[[ Input material, beginning ]]

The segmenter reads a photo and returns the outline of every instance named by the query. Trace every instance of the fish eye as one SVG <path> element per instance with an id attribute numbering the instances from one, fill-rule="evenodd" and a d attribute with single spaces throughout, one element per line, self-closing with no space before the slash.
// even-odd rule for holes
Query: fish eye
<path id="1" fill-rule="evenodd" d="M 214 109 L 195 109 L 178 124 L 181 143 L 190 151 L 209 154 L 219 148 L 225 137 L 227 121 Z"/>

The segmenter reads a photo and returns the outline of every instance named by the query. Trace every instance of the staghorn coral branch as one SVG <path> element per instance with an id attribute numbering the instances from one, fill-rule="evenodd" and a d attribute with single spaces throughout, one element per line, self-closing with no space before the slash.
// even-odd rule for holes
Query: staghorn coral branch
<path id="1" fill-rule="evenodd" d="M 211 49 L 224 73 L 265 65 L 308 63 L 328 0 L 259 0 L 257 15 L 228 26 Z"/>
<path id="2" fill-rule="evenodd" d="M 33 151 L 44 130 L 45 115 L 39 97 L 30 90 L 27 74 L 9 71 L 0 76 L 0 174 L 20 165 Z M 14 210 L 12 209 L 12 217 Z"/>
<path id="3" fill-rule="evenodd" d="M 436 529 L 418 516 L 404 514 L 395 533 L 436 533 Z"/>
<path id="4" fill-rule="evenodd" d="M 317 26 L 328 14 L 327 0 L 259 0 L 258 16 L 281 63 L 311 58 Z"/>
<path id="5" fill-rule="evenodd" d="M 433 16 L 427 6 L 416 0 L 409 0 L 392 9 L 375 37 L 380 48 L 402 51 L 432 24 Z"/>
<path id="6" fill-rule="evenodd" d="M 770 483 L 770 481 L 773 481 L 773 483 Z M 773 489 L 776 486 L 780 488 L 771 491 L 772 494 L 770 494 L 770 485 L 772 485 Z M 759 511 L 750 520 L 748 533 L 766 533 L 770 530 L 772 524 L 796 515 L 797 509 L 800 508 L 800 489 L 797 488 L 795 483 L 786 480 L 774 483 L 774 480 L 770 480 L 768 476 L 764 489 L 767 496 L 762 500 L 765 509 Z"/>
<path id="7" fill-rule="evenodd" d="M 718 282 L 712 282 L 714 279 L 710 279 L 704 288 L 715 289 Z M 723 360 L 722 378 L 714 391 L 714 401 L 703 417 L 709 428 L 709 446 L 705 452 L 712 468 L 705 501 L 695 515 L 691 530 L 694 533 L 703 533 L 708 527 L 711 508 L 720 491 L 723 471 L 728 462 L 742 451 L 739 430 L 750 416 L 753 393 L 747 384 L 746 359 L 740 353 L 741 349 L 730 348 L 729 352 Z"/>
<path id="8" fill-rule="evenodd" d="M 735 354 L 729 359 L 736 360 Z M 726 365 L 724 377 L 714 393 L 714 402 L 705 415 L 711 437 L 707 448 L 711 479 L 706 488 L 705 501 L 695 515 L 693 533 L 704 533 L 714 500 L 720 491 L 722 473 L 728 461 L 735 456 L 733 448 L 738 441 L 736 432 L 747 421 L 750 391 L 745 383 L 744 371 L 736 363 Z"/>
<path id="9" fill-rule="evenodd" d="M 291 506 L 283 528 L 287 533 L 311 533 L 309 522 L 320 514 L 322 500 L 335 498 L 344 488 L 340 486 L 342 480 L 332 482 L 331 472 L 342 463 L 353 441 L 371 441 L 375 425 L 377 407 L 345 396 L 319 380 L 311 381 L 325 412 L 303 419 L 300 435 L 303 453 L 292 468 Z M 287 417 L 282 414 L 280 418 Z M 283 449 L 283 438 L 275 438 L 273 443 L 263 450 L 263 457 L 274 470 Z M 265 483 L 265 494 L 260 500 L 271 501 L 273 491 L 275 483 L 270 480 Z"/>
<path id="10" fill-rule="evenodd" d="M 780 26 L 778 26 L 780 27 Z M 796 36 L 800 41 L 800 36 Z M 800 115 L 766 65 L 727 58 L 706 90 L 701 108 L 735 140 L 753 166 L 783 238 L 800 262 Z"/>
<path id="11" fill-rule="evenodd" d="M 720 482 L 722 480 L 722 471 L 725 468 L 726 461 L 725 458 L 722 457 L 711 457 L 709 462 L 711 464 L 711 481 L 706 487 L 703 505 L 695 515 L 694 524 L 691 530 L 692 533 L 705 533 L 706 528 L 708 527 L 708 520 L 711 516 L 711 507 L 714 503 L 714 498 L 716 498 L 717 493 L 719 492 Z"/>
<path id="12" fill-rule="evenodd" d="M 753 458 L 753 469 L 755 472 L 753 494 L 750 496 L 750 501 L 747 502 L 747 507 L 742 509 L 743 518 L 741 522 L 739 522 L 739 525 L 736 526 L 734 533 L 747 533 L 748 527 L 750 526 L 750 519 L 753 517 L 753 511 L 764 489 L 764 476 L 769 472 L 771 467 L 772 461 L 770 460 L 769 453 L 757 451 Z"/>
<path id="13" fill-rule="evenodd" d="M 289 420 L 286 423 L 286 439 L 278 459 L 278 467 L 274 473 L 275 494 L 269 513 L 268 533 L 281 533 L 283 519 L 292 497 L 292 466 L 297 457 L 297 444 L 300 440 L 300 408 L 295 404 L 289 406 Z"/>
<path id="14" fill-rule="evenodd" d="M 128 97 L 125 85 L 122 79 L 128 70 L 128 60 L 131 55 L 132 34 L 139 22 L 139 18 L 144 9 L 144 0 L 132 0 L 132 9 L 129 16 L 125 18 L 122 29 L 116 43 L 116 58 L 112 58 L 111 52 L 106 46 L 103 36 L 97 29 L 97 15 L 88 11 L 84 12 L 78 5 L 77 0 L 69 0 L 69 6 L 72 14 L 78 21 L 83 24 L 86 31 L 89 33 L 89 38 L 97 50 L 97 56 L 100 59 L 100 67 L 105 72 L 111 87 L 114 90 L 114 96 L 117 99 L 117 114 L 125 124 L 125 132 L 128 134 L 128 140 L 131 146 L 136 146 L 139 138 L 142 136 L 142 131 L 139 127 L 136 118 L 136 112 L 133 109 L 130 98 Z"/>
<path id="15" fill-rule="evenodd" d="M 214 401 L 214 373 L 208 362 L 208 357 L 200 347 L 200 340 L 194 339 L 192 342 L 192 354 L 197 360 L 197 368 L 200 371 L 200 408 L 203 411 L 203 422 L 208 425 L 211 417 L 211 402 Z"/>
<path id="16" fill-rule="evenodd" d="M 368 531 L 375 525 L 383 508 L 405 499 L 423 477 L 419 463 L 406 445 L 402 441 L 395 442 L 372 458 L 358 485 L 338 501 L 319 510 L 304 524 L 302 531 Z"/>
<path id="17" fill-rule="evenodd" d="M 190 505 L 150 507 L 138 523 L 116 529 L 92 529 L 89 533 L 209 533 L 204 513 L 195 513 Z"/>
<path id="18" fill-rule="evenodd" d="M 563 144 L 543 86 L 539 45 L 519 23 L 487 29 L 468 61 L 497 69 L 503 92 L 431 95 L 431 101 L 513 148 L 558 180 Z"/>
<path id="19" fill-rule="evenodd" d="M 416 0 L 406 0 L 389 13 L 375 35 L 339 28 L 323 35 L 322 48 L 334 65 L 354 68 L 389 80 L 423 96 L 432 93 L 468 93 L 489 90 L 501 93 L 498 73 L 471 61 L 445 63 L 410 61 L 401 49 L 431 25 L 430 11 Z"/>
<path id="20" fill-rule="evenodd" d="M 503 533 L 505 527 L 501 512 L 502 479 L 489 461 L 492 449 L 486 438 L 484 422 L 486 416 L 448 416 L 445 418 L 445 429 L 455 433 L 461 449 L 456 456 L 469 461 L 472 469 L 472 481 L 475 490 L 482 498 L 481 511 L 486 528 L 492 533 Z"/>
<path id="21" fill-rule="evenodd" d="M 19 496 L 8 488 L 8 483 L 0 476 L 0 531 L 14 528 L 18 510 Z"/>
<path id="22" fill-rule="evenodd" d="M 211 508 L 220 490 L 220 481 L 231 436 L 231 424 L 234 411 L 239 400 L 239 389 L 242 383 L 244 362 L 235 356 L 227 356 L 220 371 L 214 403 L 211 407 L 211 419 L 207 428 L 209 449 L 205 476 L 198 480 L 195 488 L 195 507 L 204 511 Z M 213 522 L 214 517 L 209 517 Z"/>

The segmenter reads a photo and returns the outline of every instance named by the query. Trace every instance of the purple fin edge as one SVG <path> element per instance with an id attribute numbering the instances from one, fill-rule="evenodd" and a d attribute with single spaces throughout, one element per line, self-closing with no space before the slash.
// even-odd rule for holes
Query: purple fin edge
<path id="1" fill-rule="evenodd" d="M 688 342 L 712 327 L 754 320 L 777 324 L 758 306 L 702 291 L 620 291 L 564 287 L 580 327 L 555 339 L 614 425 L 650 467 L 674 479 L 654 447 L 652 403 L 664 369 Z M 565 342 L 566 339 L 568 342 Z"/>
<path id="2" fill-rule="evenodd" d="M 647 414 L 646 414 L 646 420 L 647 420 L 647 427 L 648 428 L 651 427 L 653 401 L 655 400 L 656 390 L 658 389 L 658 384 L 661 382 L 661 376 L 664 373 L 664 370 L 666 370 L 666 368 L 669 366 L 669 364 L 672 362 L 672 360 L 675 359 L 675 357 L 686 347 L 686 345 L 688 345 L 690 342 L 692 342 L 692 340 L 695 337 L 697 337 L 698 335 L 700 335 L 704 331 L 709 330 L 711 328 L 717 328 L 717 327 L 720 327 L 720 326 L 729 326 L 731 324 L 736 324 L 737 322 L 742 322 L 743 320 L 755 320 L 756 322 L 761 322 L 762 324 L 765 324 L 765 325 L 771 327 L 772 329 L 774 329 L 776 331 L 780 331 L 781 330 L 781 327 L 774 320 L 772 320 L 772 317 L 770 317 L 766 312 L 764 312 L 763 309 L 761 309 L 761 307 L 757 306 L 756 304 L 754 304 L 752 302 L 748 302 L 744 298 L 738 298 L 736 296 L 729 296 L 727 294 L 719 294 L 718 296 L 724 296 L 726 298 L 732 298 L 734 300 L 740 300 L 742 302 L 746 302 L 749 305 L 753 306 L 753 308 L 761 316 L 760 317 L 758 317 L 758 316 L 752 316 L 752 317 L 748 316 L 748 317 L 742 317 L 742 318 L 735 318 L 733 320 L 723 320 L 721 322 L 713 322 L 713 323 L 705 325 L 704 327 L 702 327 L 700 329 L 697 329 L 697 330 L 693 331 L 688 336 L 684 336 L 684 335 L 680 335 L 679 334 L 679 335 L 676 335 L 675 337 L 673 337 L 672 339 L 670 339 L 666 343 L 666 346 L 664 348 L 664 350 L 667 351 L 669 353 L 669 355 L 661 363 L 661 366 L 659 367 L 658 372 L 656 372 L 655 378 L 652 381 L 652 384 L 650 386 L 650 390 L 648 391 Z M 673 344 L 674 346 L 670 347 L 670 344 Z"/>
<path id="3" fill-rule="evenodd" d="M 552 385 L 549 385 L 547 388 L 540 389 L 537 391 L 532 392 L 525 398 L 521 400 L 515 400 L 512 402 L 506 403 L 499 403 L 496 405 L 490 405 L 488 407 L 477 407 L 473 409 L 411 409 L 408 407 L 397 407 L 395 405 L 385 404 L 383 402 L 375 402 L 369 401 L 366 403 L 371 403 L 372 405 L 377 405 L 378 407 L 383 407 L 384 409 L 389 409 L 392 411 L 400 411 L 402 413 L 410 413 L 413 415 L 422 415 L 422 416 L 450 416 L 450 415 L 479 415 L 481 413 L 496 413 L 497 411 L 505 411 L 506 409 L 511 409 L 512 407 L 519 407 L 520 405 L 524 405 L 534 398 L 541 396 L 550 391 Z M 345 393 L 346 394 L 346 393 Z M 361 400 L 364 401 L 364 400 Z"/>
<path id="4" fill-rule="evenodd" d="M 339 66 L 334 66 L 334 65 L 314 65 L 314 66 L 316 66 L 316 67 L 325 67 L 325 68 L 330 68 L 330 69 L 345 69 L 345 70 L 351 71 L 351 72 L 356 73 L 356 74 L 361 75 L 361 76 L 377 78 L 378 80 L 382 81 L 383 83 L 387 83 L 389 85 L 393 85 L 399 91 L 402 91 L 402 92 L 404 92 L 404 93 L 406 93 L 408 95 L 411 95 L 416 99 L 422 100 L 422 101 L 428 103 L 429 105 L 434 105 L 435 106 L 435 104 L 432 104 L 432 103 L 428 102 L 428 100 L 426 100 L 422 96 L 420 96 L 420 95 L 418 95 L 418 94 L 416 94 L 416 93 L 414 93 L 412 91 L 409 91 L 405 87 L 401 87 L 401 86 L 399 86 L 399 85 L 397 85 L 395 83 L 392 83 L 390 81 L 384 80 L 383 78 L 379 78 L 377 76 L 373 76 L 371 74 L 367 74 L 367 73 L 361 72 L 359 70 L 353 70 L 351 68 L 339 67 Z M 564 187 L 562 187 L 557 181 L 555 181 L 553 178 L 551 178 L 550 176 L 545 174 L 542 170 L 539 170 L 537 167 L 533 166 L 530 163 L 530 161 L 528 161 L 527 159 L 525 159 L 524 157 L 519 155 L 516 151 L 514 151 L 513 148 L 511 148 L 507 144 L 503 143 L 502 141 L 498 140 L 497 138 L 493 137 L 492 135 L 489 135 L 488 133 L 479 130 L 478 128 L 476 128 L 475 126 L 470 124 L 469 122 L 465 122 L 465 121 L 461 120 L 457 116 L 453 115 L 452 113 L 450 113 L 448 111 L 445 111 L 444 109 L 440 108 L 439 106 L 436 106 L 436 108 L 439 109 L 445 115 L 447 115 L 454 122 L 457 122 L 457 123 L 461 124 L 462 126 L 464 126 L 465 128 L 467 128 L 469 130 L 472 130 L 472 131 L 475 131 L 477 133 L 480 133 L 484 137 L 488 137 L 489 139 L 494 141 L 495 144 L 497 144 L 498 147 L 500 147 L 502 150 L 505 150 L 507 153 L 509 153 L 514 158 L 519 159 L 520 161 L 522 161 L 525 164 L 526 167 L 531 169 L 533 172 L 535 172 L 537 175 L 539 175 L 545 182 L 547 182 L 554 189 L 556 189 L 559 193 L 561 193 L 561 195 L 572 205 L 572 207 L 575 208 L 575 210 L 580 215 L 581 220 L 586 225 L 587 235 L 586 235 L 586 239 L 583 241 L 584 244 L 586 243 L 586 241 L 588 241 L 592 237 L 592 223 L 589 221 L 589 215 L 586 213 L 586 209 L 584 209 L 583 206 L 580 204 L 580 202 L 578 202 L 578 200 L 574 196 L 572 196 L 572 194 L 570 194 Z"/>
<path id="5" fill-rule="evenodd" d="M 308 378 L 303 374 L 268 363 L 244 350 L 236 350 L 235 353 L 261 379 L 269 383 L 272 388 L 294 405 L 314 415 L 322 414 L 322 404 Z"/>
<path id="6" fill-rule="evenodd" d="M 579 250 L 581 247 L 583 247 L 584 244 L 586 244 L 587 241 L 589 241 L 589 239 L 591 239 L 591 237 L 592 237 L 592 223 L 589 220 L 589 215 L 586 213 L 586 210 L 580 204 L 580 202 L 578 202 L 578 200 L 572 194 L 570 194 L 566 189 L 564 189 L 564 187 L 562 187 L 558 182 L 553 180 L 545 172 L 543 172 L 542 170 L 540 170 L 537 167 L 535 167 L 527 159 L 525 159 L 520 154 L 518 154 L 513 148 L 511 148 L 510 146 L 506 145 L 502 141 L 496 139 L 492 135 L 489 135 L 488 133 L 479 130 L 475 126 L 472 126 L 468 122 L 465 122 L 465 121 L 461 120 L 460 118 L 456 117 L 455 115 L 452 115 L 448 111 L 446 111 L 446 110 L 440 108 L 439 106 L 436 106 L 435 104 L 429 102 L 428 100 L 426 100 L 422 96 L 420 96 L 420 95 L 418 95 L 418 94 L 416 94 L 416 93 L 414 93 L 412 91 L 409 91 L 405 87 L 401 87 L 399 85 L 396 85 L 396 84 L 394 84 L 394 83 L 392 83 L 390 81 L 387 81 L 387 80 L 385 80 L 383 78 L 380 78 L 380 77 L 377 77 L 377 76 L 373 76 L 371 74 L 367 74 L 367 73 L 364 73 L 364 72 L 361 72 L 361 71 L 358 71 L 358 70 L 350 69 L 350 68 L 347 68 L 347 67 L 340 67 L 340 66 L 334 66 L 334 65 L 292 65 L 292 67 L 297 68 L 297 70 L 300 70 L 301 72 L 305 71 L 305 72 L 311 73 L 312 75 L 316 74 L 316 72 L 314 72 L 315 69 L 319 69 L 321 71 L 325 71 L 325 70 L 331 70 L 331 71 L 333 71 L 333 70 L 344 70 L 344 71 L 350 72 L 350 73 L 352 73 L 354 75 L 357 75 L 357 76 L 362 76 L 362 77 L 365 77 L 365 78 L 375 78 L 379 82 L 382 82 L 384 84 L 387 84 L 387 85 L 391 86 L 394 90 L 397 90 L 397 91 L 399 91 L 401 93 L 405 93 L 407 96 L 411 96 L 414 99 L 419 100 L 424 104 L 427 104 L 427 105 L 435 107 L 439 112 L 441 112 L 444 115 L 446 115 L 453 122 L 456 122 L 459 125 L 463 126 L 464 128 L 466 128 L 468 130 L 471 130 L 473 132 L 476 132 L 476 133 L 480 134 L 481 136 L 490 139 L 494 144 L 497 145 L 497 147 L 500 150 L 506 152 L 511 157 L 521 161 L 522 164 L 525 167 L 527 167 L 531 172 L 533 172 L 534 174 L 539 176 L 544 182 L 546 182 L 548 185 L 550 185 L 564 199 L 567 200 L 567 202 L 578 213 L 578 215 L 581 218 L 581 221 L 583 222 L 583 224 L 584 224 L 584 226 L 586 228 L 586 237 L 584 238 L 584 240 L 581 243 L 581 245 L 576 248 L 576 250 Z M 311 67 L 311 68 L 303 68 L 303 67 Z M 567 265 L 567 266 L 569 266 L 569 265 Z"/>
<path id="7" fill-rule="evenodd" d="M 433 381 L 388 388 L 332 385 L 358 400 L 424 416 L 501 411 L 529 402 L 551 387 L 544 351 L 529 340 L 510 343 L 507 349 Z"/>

[[ Input material, end ]]

Exercise goal: Search the records for the word "outline" and copy out every line that holds it.

Task solution:
The segmenter reads a photo and returns the outline of every instance named by the query. Trace every instance of the fish eye as one SVG <path> element per instance with an id attribute numbering the instances from one, fill-rule="evenodd" and a d attribute with single spaces throughout, one element per line, self-closing with no space before the slash.
The segmenter reads a photo and returns the outline of every instance named by the query. Trace every instance of the staghorn coral branch as one SVG <path> element per instance with an id attribute numbering the instances from one, fill-rule="evenodd" and a d attribute with single spaces throughout, one element per line, self-closing with no space before the slash.
The segmenter reads a photo and returns the outline of every instance named by the query. Trace every instance of the purple fin edge as one SVG <path> element per instance with an id attribute numbering the instances from one, fill-rule="evenodd" and a d attribute with single spaces throughout, one element per line, self-closing with no space before the slash.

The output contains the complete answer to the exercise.